ENUNCIADO A: Segundo o texto sobre o edifício do município, quanto custou este edifício à edilidade, sem contar com os equipamentos novos?

TEXTO DE LEITURA:
_____
Foto: DW/L. da Conceição
Edifício milionário
Este edifício custou à edilidade mais de 40 milhões de meticais (acima de 500 mil euros), sem contar com os equipamentos novos - cadeiras, secretárias ou computadores. Alguns empreiteiros acham estranho que tenha custado tanto dinheiro, porque o material de construção foi adquirido na região. Em resposta, o município justifica os custos com a necessidade de garantir o conforto dos funcionários.
Foto: DW/L. da Conceição
Adjudicações continuam
O município de Massinga continua a adjudicar novas empreitadas apesar de muitas obras não terem terminado. Vários residentes dizem-se enganados pelo edil, Clemente Boca, por não cumprir as promessas eleitorais.
_____
REGISTOS EXTRAÍDOS:
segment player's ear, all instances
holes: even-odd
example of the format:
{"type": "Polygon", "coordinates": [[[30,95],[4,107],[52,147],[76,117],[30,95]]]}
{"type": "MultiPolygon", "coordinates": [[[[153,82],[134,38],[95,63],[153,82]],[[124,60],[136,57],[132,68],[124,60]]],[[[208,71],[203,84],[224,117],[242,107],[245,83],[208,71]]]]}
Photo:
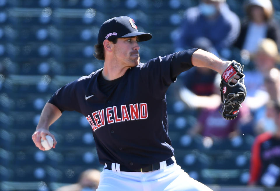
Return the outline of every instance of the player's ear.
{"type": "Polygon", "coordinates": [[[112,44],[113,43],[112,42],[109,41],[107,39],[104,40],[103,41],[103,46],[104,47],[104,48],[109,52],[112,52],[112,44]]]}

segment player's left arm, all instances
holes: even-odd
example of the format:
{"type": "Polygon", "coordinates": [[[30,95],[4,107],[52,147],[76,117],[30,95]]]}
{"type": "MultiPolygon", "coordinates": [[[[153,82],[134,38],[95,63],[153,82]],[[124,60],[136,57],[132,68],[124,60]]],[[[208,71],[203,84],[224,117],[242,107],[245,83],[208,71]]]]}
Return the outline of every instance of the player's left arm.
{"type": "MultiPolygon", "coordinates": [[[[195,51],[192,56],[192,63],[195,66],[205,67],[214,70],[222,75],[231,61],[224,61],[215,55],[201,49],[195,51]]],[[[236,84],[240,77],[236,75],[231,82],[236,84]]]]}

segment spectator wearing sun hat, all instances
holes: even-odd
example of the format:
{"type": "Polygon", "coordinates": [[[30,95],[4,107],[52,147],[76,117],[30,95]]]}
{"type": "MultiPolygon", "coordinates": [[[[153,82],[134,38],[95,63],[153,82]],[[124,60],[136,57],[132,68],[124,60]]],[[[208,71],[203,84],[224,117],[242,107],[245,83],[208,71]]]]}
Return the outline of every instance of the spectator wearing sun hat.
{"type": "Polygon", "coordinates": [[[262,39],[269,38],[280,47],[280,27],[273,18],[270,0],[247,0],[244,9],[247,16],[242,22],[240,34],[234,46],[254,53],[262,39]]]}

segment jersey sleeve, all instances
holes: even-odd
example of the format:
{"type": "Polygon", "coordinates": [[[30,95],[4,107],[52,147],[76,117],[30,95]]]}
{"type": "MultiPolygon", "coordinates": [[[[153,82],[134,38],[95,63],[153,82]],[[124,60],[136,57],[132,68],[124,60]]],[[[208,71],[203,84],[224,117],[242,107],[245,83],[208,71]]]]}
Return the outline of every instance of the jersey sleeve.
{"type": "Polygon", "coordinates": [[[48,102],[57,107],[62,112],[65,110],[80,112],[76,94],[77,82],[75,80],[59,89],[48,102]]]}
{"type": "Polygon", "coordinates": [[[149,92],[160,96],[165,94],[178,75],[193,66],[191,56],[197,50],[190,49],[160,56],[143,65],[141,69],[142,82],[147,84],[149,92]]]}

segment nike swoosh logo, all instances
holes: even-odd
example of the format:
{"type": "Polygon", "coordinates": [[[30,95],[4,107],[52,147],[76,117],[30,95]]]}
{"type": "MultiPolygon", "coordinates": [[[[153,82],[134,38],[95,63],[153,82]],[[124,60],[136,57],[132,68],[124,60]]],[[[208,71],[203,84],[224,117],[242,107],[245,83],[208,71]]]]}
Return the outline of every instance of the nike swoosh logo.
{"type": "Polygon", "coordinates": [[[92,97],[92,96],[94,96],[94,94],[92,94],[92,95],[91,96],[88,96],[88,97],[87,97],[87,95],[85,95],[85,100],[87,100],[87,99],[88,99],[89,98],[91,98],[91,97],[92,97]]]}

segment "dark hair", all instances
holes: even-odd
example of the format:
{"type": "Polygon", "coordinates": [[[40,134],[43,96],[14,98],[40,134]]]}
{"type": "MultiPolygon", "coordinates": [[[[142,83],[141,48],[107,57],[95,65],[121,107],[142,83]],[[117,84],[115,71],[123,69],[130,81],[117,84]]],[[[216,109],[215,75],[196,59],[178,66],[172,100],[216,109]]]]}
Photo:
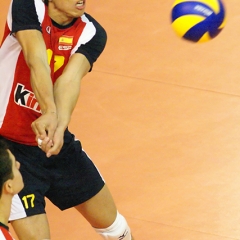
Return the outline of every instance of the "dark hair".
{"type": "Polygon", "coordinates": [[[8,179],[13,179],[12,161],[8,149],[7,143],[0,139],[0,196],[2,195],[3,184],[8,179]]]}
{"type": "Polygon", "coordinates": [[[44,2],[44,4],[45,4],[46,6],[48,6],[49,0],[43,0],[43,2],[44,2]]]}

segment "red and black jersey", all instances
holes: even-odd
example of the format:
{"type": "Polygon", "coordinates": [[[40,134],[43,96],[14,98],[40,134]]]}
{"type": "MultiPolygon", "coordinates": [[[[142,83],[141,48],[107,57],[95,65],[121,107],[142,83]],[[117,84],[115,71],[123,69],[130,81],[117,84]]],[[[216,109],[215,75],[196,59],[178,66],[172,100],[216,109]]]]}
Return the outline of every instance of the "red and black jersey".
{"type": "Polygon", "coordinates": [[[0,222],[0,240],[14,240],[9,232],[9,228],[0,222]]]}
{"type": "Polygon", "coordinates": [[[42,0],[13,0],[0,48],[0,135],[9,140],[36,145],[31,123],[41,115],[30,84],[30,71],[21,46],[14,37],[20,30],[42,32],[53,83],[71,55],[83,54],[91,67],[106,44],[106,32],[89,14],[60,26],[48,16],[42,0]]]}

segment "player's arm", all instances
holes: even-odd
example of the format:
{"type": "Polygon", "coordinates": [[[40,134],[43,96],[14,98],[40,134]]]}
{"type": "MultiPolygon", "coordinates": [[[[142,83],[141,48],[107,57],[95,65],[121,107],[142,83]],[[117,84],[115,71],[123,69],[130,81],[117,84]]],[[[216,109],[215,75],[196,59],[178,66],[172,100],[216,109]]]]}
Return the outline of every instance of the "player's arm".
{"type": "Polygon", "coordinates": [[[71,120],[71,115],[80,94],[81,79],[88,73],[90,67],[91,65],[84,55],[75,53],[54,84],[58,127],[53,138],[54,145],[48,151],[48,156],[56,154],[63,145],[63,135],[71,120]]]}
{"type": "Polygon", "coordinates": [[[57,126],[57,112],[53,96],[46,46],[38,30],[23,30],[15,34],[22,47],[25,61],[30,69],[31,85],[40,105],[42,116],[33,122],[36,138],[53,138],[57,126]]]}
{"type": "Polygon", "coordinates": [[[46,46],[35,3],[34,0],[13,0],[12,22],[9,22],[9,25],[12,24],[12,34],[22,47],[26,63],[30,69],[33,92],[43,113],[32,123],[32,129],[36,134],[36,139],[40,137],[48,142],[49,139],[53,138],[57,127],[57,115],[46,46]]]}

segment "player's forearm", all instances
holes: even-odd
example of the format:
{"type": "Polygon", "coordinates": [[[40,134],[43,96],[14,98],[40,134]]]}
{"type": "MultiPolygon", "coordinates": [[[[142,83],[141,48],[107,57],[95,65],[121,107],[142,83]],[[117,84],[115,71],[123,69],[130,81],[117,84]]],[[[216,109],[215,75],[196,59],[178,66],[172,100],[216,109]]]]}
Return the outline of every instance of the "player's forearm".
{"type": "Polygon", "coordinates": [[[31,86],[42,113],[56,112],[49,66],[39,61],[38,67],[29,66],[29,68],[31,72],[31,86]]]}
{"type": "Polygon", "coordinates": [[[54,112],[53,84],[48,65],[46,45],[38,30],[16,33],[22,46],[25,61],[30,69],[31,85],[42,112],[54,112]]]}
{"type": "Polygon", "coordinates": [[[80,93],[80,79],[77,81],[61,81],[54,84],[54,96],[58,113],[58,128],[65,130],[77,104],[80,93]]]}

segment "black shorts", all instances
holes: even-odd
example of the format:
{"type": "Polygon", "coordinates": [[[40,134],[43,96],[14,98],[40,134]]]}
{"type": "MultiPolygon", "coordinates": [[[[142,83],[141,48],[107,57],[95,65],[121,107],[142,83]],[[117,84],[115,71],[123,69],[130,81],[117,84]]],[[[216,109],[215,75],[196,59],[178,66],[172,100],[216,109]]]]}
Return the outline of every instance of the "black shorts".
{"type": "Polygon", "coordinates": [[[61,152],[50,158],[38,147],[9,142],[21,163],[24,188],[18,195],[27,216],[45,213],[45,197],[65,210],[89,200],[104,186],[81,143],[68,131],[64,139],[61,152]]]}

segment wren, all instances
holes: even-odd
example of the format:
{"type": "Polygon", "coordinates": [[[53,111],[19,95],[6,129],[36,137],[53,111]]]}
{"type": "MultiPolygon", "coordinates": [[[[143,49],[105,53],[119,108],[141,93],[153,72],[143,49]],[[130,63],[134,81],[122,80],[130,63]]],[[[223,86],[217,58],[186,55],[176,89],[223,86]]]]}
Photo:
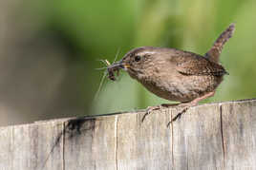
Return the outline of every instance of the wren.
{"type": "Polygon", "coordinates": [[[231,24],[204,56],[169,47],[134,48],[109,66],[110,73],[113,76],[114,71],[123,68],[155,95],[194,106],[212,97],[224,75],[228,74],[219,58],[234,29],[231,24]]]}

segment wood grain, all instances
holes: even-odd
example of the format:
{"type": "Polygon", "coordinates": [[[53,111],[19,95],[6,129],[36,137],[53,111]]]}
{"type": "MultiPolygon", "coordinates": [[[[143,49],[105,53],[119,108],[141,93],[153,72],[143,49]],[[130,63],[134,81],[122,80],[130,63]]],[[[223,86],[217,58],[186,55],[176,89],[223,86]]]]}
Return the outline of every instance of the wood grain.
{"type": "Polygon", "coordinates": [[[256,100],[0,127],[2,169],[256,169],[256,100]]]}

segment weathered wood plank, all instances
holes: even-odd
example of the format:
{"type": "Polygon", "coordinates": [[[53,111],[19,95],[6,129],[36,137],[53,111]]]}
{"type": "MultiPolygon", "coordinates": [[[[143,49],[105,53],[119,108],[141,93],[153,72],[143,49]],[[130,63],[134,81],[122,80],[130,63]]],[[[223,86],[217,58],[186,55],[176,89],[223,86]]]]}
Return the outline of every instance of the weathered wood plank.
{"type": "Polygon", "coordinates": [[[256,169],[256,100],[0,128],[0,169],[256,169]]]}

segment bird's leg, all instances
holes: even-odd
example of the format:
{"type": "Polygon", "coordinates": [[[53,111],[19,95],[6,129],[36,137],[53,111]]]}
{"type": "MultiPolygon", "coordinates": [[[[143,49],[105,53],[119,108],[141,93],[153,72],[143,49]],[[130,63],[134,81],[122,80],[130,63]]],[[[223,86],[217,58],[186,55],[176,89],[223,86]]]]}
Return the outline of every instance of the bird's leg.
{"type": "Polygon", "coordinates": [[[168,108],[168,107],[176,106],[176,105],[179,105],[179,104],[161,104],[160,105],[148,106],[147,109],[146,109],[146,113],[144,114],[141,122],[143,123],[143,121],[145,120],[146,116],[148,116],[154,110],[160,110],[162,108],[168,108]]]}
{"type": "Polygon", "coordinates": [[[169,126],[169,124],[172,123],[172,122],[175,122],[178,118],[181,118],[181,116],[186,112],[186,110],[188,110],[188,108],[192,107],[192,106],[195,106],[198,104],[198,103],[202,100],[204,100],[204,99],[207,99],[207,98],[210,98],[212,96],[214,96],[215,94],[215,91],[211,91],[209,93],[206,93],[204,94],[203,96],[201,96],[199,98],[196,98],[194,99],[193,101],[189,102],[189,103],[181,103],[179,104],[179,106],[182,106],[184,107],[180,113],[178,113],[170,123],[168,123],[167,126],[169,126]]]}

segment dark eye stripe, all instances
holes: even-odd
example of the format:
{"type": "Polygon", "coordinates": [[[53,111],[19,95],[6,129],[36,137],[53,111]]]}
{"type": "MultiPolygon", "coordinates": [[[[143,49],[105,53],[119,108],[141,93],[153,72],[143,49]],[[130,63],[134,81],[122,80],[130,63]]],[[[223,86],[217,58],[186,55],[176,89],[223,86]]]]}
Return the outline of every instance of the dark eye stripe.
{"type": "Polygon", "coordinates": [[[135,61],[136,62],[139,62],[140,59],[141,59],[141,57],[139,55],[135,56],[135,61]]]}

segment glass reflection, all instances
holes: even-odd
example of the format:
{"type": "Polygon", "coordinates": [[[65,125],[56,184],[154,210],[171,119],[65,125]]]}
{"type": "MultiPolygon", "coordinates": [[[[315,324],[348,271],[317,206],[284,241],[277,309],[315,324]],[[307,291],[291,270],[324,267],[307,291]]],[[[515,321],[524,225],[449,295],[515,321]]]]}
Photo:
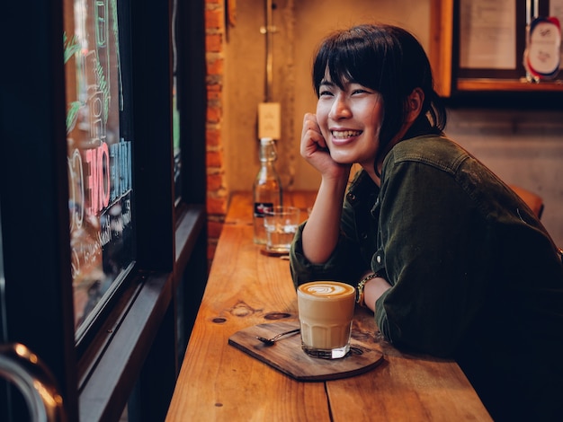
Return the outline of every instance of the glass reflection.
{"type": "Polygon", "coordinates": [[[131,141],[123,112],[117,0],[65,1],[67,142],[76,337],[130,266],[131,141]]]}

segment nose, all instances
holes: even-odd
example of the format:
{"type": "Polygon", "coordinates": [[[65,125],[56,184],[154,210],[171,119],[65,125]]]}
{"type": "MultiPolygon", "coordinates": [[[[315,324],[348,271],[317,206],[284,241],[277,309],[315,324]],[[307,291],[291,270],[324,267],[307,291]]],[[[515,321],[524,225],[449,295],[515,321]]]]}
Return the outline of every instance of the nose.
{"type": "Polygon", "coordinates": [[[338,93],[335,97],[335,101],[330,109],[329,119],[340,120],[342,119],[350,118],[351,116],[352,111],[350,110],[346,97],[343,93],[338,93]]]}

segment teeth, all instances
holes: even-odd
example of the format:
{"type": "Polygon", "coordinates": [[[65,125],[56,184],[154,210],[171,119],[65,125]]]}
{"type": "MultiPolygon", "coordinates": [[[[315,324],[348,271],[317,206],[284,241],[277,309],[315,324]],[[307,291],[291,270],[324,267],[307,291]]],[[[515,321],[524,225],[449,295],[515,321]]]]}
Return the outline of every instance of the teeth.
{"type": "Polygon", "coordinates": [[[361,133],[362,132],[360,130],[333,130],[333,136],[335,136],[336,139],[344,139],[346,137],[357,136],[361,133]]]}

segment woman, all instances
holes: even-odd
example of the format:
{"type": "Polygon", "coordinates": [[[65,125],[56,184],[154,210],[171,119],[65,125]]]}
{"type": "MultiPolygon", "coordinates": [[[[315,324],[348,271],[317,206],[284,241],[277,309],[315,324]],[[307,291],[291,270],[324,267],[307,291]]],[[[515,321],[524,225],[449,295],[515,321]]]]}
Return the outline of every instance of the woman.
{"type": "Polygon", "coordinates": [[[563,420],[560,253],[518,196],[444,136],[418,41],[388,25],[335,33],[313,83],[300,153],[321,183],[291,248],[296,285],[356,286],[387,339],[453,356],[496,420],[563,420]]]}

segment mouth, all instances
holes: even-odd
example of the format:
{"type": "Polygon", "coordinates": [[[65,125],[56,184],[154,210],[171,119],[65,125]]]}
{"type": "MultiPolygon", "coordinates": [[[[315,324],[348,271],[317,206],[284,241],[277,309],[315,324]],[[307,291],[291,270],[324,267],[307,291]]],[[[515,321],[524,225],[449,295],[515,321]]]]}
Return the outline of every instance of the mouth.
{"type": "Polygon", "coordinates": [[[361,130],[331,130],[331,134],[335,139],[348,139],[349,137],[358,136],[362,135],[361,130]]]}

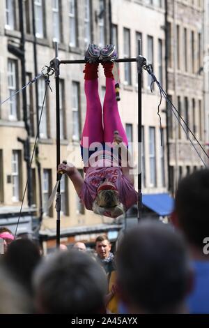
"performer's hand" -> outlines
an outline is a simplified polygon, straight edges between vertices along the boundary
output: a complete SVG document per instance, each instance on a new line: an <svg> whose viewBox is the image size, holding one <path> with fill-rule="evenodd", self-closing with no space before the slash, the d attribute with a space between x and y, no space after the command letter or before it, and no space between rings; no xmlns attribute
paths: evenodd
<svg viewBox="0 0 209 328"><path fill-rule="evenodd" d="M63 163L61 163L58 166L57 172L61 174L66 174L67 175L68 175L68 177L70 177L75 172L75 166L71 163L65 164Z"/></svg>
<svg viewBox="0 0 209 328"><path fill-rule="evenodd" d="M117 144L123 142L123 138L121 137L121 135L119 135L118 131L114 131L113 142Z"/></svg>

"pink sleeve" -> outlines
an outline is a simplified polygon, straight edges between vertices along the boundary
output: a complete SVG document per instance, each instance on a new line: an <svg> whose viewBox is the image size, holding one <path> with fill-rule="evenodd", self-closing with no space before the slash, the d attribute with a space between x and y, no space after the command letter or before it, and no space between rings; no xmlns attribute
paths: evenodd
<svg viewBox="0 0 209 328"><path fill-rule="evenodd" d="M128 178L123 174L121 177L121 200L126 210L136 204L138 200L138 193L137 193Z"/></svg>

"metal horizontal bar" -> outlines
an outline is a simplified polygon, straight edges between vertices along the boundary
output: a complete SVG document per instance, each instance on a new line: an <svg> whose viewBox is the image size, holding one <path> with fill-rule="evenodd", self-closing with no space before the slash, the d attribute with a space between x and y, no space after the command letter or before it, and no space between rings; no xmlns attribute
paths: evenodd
_____
ENUNCIADO B: Conte as linhas da listagem que contêm a palavra "nike" e indique apenas esse número.

RESPOSTA COMPLETA A: Custou mais de 40 milhões de meticais (acima de 500 mil euros).

RESPOSTA COMPLETA B: 2